EXCERPT
— BEGIN —

Re: Quick way to fix stale gfids?

[Date Prev][Date Next][Thread Prev][Thread Next][Date Index][Thread Index]

 



Ops... Reincluding the list that got excluded in my previous answer :(

I generated md5sums of all files in vols/ on clustor02 and compared to the other nodes (clustor00 and clustor01). There are differences in volfiles (shouldn't it always be 1, since every data brick is on its own fs? quorum bricks, OTOH, share a single partition on SSD and should always be 15, but in both cases sometimes it's 0).

I nearly got a stroke when I saw diff output for 'info' files, but once I sorted 'em their contents matched. Pfhew!

Diego

Il 03/02/2023 19:01, Strahil Nikolov ha scritto:
This one doesn't look good:


[2023-02-03 07:45:46.896924 +0000] E [MSGID: 114079]
[client-handshake.c:1253:client_query_portmap] 0-cluster_data-client-48:
remote-subvolume not set in volfile []


Can you compare all vol files in /var/lib/glusterd/vols/ between the nodes ?
I have the suspicioun that there is a vol file mismatch (maybe /var/lib/glusterd/vols/<VOLUME_NAME>/*-shd.vol).

Best Regards,
Strahil Nikolov

    On Fri, Feb 3, 2023 at 12:20, Diego Zuccato
    <diego.zuccato@xxxxxxxx> wrote:
    Can't see anything relevant in glfsheal log, just messages related to
    the crash of one of the nodes (the one that had the mobo replaced... I
    fear some on-disk structures could have been silently damaged by RAM
    errors and that makes gluster processes crash, or it's just an issue
    with enabling brick-multiplex).

— END —

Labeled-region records

— BEGIN —

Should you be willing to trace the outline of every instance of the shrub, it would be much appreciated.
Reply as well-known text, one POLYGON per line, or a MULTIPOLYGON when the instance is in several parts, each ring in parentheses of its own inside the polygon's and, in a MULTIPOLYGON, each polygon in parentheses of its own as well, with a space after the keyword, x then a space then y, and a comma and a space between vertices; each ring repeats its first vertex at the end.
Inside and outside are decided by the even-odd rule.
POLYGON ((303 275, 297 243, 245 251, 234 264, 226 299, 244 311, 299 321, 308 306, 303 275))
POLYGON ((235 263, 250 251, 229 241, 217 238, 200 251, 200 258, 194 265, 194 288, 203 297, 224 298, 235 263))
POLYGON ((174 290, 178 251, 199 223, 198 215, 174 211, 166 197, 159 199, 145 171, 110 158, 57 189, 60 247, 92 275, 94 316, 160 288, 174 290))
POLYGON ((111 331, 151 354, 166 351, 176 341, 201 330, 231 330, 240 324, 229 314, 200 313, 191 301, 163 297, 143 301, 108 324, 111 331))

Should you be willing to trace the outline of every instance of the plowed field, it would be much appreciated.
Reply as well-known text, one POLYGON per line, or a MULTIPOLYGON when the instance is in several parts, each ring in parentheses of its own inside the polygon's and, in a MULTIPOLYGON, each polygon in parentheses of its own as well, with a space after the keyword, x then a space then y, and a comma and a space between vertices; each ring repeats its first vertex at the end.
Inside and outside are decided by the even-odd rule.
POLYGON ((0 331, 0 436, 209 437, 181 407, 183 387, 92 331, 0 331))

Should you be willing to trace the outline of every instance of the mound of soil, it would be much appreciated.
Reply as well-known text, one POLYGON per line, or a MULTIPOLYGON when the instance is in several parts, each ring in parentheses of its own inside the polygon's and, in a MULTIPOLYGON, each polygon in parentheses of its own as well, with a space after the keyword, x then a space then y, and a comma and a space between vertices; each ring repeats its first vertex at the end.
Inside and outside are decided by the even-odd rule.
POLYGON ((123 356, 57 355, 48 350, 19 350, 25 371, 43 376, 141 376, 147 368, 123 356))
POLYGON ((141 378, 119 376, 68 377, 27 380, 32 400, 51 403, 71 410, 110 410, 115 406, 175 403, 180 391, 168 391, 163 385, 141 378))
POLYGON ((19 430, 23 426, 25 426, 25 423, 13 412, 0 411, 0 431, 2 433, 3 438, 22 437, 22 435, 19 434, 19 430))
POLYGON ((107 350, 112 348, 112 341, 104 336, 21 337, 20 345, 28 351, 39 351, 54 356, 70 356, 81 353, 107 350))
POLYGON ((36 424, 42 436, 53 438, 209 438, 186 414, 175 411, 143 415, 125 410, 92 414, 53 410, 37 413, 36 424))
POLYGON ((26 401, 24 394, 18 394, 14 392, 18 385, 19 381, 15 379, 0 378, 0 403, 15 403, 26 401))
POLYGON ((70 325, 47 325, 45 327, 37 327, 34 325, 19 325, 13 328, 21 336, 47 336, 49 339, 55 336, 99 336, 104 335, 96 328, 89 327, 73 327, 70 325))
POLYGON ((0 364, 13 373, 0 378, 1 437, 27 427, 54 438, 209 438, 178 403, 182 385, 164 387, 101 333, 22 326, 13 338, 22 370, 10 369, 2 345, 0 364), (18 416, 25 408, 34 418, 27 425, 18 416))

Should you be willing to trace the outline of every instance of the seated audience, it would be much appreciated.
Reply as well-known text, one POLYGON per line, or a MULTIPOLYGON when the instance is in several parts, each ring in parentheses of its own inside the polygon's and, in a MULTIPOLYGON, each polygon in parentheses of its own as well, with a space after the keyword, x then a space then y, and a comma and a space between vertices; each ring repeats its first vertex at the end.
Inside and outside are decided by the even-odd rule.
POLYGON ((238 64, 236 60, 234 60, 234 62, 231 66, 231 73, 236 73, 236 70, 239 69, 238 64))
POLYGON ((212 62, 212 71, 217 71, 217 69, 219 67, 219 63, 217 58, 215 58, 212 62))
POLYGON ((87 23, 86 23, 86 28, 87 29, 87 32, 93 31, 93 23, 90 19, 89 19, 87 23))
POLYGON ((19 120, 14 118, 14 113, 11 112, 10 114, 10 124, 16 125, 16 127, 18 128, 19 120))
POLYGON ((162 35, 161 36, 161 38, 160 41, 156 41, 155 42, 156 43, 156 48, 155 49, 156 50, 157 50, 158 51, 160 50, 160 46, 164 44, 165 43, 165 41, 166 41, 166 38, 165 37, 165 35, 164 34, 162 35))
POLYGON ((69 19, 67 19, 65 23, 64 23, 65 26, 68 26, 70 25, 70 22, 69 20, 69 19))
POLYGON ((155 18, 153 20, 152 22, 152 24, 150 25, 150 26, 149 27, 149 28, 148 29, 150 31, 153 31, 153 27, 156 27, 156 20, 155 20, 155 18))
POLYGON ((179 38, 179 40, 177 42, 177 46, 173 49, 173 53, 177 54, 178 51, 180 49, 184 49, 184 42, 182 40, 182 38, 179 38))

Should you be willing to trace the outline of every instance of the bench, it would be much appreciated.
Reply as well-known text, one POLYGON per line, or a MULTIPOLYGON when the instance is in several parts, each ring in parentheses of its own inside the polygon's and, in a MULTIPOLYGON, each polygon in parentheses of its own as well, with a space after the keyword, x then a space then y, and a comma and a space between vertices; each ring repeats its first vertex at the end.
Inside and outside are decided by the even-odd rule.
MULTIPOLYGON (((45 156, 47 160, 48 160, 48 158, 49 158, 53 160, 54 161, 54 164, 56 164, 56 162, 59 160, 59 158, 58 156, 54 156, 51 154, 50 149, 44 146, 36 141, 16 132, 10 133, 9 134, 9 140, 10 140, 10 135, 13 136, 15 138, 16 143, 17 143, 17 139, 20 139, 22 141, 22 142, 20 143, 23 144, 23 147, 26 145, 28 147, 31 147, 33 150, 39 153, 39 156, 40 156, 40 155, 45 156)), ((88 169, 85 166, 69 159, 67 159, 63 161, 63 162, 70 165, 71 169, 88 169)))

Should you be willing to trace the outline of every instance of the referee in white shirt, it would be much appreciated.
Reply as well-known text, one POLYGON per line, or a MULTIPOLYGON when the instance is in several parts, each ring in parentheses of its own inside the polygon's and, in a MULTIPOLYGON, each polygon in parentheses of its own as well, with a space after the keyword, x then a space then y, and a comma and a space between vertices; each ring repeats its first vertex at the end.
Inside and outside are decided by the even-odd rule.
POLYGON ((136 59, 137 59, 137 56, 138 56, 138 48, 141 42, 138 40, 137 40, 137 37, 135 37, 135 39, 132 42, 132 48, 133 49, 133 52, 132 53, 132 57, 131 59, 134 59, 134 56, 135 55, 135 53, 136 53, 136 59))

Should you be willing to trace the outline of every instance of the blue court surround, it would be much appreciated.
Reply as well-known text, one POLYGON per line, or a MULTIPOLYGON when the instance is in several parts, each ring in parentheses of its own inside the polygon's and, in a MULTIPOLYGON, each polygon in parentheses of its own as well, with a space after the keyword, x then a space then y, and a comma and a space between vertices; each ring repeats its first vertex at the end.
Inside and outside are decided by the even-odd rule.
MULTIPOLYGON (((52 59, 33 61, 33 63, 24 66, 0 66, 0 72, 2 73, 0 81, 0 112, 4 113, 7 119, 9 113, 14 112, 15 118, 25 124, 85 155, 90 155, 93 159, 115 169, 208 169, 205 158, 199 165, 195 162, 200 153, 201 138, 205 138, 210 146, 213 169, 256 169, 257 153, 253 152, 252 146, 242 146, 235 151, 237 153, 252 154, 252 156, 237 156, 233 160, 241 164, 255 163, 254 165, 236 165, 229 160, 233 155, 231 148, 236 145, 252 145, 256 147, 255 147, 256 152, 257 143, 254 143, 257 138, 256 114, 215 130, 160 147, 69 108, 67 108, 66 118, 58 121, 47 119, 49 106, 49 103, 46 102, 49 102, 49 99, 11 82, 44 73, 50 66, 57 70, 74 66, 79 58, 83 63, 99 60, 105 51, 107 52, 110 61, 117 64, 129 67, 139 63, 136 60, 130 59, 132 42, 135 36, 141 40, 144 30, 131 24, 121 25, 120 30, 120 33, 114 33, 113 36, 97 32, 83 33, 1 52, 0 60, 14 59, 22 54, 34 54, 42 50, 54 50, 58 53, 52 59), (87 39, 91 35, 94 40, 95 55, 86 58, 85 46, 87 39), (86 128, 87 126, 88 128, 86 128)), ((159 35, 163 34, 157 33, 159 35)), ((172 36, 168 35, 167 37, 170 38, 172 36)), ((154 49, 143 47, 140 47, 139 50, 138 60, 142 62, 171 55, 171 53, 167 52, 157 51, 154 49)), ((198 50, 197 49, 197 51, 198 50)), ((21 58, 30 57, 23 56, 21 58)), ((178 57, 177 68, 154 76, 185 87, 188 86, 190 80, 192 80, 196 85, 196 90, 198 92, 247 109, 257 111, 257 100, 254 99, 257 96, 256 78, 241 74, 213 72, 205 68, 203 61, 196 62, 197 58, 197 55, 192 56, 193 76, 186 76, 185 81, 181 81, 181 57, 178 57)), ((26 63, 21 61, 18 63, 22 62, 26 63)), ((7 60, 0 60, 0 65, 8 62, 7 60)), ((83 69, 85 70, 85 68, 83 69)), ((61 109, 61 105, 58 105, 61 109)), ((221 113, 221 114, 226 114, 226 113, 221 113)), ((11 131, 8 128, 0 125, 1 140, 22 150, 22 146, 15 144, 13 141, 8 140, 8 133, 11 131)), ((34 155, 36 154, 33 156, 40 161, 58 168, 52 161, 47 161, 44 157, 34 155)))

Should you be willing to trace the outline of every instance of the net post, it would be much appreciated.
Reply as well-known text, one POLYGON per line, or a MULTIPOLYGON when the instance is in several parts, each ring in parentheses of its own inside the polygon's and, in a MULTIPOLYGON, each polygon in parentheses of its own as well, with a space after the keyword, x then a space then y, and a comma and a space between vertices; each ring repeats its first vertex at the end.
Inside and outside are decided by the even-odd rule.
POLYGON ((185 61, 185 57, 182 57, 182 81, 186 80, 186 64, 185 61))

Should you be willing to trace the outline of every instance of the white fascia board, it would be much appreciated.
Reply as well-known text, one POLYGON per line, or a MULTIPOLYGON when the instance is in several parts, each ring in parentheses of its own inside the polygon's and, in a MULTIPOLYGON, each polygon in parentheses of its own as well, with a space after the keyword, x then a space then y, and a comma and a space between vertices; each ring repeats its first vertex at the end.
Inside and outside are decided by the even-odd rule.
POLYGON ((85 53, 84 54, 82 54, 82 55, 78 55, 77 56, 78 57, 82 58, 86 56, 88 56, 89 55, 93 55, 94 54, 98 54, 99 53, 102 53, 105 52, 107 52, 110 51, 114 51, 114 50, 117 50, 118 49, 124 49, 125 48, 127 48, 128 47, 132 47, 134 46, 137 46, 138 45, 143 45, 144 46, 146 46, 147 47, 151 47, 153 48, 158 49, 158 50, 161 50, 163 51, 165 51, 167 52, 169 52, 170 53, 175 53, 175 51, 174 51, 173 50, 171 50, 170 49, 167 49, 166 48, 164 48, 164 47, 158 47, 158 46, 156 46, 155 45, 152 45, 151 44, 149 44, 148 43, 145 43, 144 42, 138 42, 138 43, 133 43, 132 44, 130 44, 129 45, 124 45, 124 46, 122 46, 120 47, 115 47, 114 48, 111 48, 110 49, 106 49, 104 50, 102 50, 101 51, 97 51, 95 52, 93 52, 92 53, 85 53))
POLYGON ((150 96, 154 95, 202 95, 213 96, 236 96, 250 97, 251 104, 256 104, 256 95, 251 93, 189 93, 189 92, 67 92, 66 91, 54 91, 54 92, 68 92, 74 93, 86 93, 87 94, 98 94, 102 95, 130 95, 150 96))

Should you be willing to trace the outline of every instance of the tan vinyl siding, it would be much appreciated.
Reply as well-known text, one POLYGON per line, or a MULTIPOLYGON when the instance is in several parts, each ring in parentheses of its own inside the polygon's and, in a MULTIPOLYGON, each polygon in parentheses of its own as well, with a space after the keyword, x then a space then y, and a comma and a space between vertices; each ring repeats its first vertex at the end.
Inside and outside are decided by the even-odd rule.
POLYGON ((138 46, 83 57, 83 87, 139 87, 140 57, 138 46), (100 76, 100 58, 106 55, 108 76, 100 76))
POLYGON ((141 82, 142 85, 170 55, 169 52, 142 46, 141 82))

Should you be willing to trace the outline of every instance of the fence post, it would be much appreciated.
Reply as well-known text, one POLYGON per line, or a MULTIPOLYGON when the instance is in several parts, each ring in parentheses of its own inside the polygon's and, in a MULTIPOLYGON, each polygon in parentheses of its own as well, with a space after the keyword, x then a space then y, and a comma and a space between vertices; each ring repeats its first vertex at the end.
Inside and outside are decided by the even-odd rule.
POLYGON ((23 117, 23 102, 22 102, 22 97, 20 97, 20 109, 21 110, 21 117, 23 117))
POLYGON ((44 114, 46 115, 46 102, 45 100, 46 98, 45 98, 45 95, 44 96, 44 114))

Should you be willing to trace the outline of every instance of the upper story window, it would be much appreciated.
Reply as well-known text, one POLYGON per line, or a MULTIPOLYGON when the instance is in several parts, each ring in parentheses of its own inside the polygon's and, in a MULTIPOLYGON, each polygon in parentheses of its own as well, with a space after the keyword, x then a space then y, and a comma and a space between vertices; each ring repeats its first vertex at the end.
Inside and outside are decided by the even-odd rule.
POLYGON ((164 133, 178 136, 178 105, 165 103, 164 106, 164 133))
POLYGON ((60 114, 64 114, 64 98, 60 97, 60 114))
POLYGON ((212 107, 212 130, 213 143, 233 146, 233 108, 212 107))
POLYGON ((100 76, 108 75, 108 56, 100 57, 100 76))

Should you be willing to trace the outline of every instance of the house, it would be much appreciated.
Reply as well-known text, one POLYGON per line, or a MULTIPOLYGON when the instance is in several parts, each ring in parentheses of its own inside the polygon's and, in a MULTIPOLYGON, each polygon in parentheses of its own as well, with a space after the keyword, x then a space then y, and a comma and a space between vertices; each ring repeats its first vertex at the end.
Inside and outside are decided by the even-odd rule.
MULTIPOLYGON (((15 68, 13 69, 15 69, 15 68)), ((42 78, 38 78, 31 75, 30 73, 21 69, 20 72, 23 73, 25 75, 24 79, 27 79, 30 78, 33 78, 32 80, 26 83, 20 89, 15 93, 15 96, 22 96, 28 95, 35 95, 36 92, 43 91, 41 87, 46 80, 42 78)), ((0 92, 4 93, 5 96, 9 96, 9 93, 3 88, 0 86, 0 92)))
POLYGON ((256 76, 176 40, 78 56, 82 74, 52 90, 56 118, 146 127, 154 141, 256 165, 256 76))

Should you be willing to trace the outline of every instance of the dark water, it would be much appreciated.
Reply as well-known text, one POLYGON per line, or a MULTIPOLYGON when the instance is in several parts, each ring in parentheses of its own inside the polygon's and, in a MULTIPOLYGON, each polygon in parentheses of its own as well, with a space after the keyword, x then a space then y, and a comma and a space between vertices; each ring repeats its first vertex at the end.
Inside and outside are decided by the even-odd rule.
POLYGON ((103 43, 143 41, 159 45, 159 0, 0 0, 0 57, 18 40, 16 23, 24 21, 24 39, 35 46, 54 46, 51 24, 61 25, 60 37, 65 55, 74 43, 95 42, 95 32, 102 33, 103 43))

— END —

SET PROBLEM
Carry on the mailing-list thread about stale gfids from its last sentence. The material has no role here.

ANSWER TO THIS EXERCISE
    -8<--
    [2023-02-03 07:45:46.896924 +0000] E [MSGID: 114079]
    [client-handshake.c:1253:client_query_portmap]
    0-cluster_data-client-48:
    remote-subvolume not set in volfile []
    [2023-02-03 07:45:46.897282 +0000] E
    [rpc-clnt.c:331:saved_frames_unwind] (-->
    /lib/x86_64-linux-gnu/libglusterfs.so.0(_gf_log_callingfn+0x195)[0x7fce0c867b95]
    (--> /lib/x86_64-linux-gnu/libgfrpc.so.0(+0x72fc)[0x7fce0c0ca2fc] (-->
    /lib/x86_64-linux-gnu/libgfrpc.so.0(rpc_clnt_connection_cleanup+0x109)[0x7fce0c0d2419]
    (--> /lib/x86_64-linux-gnu/libgfrpc.so.0(+0x10308)[0x7fce0c0d3308] (-->
    /lib/x86_64-linux-gnu/libgfrpc.so.0(rpc_transport_notify+0x26)[0x7fce0c0ce7e6]
    ))))) 0-cluster_data-client-48: forced unwinding frame type(GF-DUMP)
    op(NULL(2)) called at 2023-02-03 07:45:46.891054 +0000 (xid=0x13)
    -8<--

    Well, actually I *KNOW* the files outside .glusterfs have been deleted
    (by me :) ). That's why I call those 'stale' gfids.
    Affected entries under .glusterfs have usually link count = 1 =>
    nothing
    'find' can find.
    Since I already recovered those files (before deleting from bricks),
    can
    .glusterfs entries be deleted too or should I check something else?
    Maybe I should create a script that finds all files/dirs (not symlinks,
    IIUC) in .glusterfs on all bricks/arbiters and moves 'em to a temp dir?

    Diego

    Il 02/02/2023 23:35, Strahil Nikolov ha scritto:
     > Any issues reported in /var/log/glusterfs/glfsheal-*.log ?
     >
     > The easiest way to identify the affected entries is to run:
     > find /FULL/PATH/TO/BRICK/ -samefile
     >
    /FULL/PATH/TO/BRICK/.glusterfs/57/e4/57e428c7-6bed-4eb3-b9bd-02ca4c46657a
     >
     >
     > Best Regards,
     > Strahil Nikolov
     >
     >
     > В вторник, 31 януари 2023 г., 11:58:24 ч. Гринуич+2, Diego Zuccato
     > <diego.zuccato@xxxxxxxx <mailto:diego.zuccato@xxxxxxxx>> написа:
     >
     >
     > Hello all.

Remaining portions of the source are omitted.